- How to complete this task
Copy the stretch of the Trader Joe's text from "In 2008, BusinessWeek" through "almost fully recovered.", substituting "Whole Foods Market" for every "Whole Foods".

Trader Joe’s is one of the most successful grocery chains in the US.
In 2008, BusinessWeek reported that the company had the highest sales per square foot of any grocer in the United States.
In 2016, Fortune magazine estimated the sales to be $1750 per sq. ft. More than 2x Whole Foods, with a much larger footprint.
And to top it off, Trader Joe’s was one of the fastest retailers to recover from the COVID-19 lockdowns in 2020. As of Oct 2020, Whole Foods traffic was down 20%-30%, but Trader Joe’s had almost fully recovered.
I work in retail too, so I was quite impressed. And intrigued. What creates such sustained leadership?
So, when I heard that Joe Coulombe’s memoir had just been published (from this tweet by Sajith Pai), I immediately got the book and dug in.
Becoming Trader Joe is about the first 30 years of the business – 1958-1987.
As I looked at all the strategic decisions that made Trader Joe’s (TJ) a retail powerhouse, one thing struck me.
There weren’t that many decisions!
Peter Thiel loves to ask, “What’s your secret?”
And boy, Trader Joe’s has a secret. And it’s hidden in plain sight.
Don’t make 100 decisions when one will do.
This is my favorite Peter Drucker insight: “Don’t make 100 decisions when one will do”. I wrote about it in How to manage your team LIKE A BOSS (even while working remote):
Yes. No. Reject. Accept. Counter-propose. Invest. Hire. Don’t Hire.
Making decisions is tiring.
Whether a decision is big or small, there is some overhead to making good decisions. You have to debate the choices, reflect on them, make the decision, and then follow-through to execution. Making decisions takes something out of you.

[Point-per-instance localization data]
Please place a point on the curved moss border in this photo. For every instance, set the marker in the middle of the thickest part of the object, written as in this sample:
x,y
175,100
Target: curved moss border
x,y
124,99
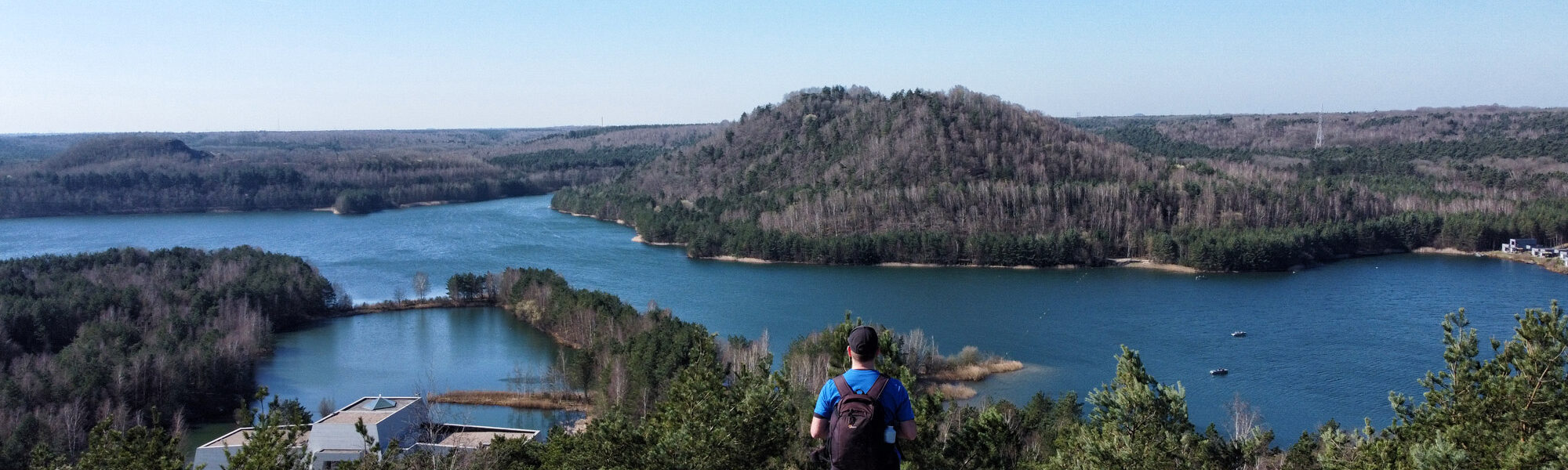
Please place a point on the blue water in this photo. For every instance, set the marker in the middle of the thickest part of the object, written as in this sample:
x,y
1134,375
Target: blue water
x,y
1323,344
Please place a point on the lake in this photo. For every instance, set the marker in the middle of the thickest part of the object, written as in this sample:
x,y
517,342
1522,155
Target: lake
x,y
1323,344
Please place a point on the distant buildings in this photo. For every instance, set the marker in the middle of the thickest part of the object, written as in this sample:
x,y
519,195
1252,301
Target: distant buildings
x,y
1519,245
404,419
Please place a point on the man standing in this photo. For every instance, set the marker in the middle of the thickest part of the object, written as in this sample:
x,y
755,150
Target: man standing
x,y
862,411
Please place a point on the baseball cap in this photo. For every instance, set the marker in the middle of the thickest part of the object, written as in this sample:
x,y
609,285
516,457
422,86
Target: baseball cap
x,y
863,341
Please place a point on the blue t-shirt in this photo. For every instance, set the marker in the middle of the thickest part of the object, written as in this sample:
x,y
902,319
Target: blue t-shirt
x,y
895,399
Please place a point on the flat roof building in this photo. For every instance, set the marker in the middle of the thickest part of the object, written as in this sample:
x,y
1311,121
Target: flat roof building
x,y
388,419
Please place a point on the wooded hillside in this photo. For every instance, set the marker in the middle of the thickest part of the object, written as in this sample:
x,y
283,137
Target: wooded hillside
x,y
125,333
352,172
851,176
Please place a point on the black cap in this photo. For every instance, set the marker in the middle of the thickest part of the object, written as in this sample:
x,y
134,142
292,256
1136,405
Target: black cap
x,y
863,341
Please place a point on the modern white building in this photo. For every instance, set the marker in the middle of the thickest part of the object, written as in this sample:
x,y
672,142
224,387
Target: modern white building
x,y
1517,245
402,419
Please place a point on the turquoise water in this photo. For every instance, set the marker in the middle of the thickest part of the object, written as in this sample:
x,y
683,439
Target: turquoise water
x,y
1323,344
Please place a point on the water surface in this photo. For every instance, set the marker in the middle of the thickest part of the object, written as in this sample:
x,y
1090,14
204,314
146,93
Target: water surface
x,y
1323,344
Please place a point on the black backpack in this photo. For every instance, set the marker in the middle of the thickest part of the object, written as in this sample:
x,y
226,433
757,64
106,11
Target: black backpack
x,y
855,430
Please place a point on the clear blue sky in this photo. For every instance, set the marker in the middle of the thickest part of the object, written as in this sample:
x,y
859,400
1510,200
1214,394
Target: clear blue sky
x,y
176,67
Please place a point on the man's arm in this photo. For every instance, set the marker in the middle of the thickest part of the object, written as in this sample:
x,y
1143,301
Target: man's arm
x,y
907,430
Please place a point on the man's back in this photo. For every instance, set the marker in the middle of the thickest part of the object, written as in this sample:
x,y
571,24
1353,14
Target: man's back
x,y
858,438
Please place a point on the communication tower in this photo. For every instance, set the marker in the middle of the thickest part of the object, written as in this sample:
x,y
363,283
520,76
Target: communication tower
x,y
1319,145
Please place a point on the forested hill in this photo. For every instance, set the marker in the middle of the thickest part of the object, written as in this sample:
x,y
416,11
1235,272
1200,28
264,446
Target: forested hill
x,y
139,338
355,172
959,178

- Solution to the exercise
In 2008, BusinessWeek reported that the company had the highest sales per square foot of any grocer in the United States.
In 2016, Fortune magazine estimated the sales to be $1750 per sq. ft. More than 2x Whole Foods Market, with a much larger footprint.
And to top it off, Trader Joe’s was one of the fastest retailers to recover from the COVID-19 lockdowns in 2020. As of Oct 2020, Whole Foods Market traffic was down 20%-30%, but Trader Joe’s had almost fully recovered.